The NASA/IPAC Extragalactic Database (NED) is an online astronomical database for astronomers that collates and cross-correlates astronomical information on extragalactic objects (galaxies, quasars, radio, x-ray and infrared sources, etc.). NED was created in the late 1980s by two Pasadena astronomers, George Helou and Barry F. Madore. NED is funded by NASA and is operated by the Infrared Processing and Analysis Center (IPAC) on the campus of the California Institute of Technology, under contract with NASA.

NED is built around a master list of extragalactic objects for which cross-identifications of names have been established, accurate positions and redshifts entered to the extent possible, and some basic data collected. Bibliographic references relevant to individual objects have been compiled, and abstracts of extragalactic interest are kept on line. Detailed and referenced photometry, position, and redshift data, have been taken from large compilations and from the literature.

NED also includes images from 2MASS, from the literature, and from the Digitized Sky Survey.

- _GIVEN DATA_:
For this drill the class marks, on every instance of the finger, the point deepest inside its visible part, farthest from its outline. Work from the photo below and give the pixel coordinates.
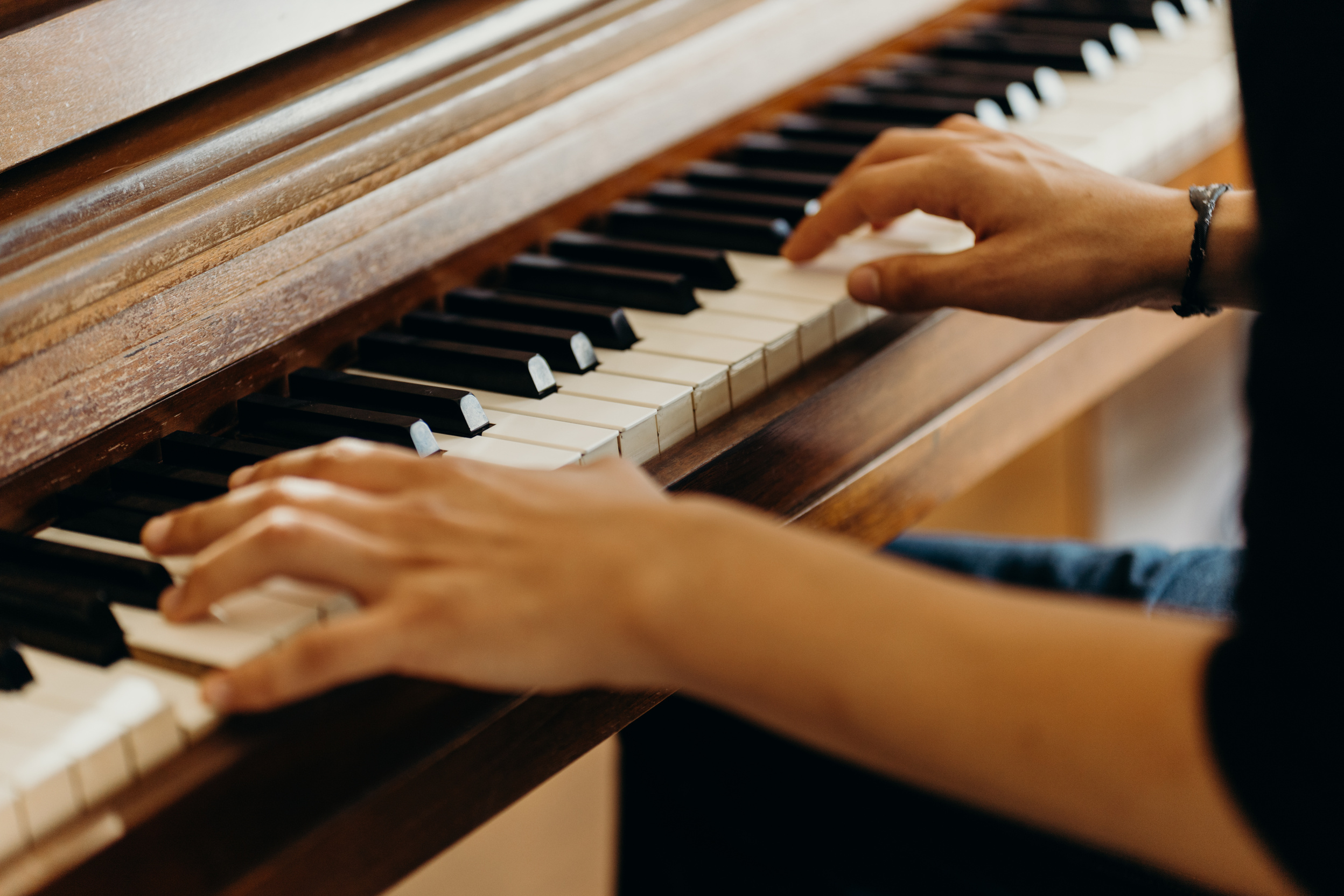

- _GIVEN TASK_:
Answer these questions from the text on the NASA/IPAC Extragalactic Database:
1. Who created the database, and in what period?
2. Which organization operates it, and where is that organization located?
3. From which three sources does it include images?
The material is separate from the text on the NASA/IPAC Extragalactic Database.

- _THE OUTPUT_:
1. George Helou and Barry F. Madore, two Pasadena astronomers, created it in the late 1980s.
2. It is operated by the Infrared Processing and Analysis Center (IPAC), on the campus of the California Institute of Technology.
3. 2MASS, the literature, and the Digitized Sky Survey.